> _What to work on_
Reproduce exactly, and only, the lines below from the one containing "Task: indicate each" through the one containing "Format every pair".

> _Records to use_
<<<<
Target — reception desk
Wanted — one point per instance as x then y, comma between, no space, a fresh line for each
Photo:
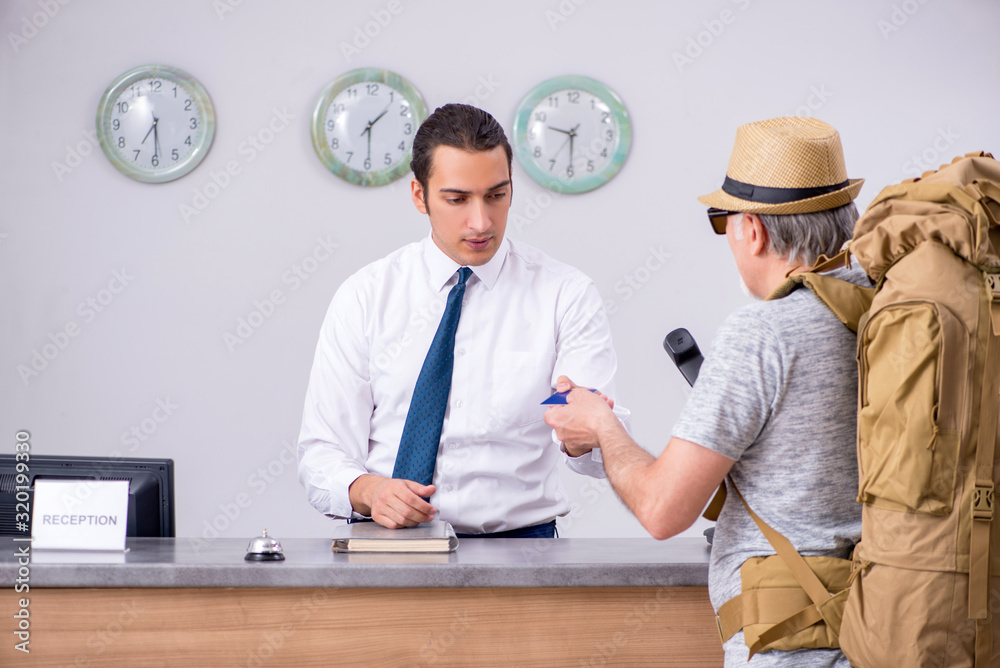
>>>>
<<<<
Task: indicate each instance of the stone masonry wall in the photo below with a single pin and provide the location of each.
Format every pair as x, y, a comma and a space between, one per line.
>>>>
> _Result of this exercise_
Task: indicate each instance of the stone masonry wall in the photo below with a single pin and provide the location of each.
Format every pair as x, y, a comma and a space between, one per line.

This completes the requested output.